What you have to do – State only the number of lines in the entries below that contain the word "table".

Location identification entries

◇ ◇ ◇ ◇ ◇

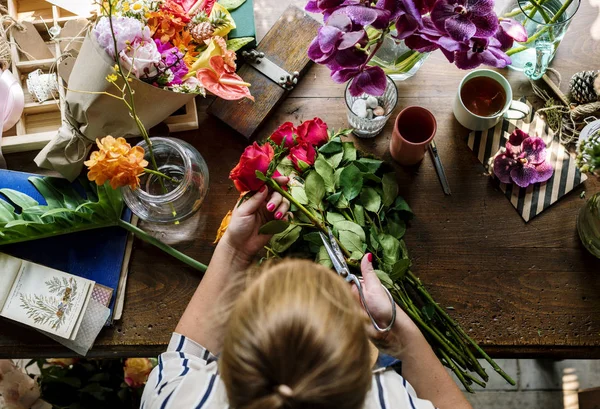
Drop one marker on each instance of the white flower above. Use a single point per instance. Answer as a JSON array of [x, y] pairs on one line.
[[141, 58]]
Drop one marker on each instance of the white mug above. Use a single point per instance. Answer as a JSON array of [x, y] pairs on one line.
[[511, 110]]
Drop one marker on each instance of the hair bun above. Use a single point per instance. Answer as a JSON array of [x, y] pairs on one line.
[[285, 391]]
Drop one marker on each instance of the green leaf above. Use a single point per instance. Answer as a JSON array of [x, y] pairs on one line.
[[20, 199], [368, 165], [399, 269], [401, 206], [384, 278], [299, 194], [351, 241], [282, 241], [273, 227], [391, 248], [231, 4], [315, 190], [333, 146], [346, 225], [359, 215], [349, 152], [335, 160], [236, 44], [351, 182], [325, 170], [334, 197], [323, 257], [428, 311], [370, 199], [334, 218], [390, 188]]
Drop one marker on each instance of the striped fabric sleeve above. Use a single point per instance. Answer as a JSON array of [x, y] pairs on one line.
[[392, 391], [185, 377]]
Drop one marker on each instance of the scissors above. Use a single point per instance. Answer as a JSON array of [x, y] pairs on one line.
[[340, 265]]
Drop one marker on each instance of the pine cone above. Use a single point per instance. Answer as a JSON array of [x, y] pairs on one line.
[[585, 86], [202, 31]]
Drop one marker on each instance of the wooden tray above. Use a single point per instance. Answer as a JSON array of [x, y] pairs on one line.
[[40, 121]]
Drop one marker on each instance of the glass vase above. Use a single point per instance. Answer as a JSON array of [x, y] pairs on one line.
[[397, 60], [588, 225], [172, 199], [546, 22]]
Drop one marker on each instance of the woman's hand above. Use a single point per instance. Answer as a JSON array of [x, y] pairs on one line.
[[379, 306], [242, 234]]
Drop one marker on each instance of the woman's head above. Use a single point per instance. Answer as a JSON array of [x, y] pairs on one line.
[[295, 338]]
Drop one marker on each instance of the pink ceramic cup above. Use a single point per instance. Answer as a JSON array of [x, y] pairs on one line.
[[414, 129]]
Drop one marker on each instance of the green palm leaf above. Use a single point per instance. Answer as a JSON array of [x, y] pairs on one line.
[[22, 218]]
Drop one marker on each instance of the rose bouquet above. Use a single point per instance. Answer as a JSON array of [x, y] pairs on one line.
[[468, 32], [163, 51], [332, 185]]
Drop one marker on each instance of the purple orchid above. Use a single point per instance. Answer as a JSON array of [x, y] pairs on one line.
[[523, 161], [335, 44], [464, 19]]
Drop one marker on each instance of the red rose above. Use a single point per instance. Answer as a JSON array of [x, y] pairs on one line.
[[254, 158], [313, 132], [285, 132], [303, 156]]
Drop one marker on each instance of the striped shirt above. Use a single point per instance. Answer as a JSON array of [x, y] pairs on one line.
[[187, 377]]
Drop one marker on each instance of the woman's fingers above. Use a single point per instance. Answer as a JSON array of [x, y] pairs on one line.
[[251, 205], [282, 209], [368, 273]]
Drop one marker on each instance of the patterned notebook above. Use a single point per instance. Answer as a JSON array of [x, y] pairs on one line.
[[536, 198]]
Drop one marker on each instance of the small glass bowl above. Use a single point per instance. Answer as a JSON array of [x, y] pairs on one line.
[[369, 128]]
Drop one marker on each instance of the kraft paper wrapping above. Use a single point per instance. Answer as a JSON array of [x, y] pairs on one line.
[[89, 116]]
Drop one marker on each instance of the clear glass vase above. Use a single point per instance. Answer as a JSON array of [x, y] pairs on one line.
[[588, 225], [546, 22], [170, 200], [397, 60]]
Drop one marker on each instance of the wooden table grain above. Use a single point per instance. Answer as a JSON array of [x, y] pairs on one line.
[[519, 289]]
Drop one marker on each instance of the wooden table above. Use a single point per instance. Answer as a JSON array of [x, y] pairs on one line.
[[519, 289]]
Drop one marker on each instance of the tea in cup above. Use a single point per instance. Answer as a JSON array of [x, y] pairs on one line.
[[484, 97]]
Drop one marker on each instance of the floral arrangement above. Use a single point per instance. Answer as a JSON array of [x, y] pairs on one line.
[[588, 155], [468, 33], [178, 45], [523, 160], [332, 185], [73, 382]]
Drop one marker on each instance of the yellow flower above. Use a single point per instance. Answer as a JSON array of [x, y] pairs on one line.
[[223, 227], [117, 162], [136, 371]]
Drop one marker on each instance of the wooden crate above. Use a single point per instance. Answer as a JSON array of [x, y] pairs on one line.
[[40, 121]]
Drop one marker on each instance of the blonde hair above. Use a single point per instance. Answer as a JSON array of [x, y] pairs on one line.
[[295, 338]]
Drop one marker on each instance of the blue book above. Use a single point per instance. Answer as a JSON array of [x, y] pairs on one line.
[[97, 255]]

◇ ◇ ◇ ◇ ◇

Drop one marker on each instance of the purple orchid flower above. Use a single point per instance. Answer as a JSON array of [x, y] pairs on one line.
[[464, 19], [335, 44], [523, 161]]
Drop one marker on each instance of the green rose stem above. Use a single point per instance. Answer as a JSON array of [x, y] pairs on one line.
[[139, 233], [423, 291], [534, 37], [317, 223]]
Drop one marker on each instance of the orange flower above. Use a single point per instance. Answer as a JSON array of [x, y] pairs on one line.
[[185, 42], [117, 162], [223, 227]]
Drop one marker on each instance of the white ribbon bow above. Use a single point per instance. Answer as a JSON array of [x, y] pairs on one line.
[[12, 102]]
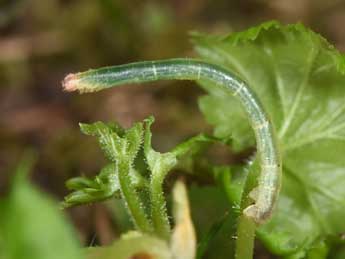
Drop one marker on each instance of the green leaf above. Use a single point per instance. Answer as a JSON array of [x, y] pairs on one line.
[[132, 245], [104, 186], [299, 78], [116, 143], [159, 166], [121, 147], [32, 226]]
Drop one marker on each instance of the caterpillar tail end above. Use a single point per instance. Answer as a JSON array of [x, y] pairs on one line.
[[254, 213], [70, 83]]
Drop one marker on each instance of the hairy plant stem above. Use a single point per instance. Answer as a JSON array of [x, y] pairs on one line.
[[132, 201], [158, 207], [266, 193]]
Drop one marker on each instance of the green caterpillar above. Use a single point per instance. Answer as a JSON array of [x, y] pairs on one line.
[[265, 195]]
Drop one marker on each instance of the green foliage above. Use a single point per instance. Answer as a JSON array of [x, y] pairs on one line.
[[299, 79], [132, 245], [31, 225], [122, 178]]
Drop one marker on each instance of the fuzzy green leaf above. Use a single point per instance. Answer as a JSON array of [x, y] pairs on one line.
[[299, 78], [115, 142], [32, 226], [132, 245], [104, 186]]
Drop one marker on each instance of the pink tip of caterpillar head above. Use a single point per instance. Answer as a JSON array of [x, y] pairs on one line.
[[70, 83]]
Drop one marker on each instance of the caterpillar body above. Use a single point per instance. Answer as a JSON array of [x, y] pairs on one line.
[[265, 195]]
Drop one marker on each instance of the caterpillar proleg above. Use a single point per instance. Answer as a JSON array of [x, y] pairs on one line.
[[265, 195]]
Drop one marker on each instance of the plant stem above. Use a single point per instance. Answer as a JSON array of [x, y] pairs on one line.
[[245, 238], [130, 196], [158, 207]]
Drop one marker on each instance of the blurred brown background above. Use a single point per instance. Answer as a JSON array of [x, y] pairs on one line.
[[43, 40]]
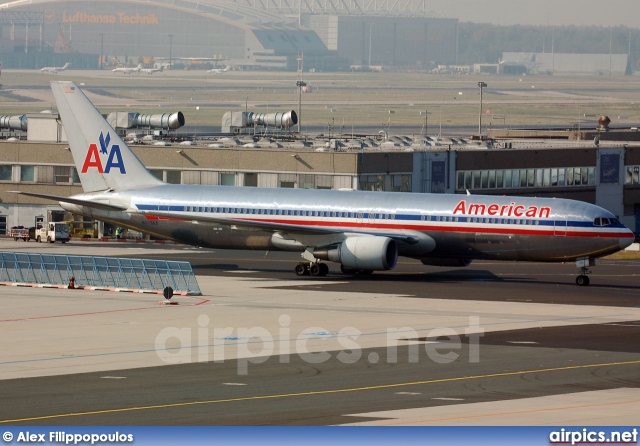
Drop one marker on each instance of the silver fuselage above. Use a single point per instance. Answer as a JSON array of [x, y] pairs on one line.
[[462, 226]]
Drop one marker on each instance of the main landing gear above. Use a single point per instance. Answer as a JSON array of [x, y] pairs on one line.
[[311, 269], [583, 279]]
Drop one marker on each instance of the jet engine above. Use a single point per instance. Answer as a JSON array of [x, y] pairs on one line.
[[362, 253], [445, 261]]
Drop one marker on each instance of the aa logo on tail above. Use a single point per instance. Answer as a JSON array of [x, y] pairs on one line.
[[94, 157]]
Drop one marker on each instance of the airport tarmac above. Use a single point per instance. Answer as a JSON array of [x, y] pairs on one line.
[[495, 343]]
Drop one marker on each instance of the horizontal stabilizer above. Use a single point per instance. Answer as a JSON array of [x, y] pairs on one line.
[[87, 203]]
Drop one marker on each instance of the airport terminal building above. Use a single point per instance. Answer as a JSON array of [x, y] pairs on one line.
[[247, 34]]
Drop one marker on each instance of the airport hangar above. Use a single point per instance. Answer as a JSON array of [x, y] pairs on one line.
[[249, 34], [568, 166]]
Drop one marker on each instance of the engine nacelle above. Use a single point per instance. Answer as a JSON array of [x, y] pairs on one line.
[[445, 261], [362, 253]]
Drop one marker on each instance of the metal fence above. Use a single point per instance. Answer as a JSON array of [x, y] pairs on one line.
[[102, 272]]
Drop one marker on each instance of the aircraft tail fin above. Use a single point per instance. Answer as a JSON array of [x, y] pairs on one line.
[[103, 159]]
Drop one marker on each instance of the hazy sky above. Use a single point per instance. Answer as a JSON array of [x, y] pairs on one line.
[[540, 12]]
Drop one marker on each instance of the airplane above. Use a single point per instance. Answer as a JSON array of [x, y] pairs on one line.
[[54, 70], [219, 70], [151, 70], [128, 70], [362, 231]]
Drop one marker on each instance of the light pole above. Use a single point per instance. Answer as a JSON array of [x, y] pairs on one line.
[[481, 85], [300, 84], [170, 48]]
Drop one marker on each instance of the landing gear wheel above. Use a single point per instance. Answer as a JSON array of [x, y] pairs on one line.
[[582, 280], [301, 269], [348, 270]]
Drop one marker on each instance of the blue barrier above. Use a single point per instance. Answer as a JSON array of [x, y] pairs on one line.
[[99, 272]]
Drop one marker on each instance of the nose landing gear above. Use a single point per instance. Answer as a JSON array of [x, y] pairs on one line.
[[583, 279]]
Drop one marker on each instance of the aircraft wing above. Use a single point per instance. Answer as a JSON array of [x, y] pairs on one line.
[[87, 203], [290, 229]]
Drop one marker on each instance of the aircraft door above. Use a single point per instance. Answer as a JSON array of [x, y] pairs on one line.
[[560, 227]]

◇ ◇ ◇ ◇ ◇

Solution to the problem – 2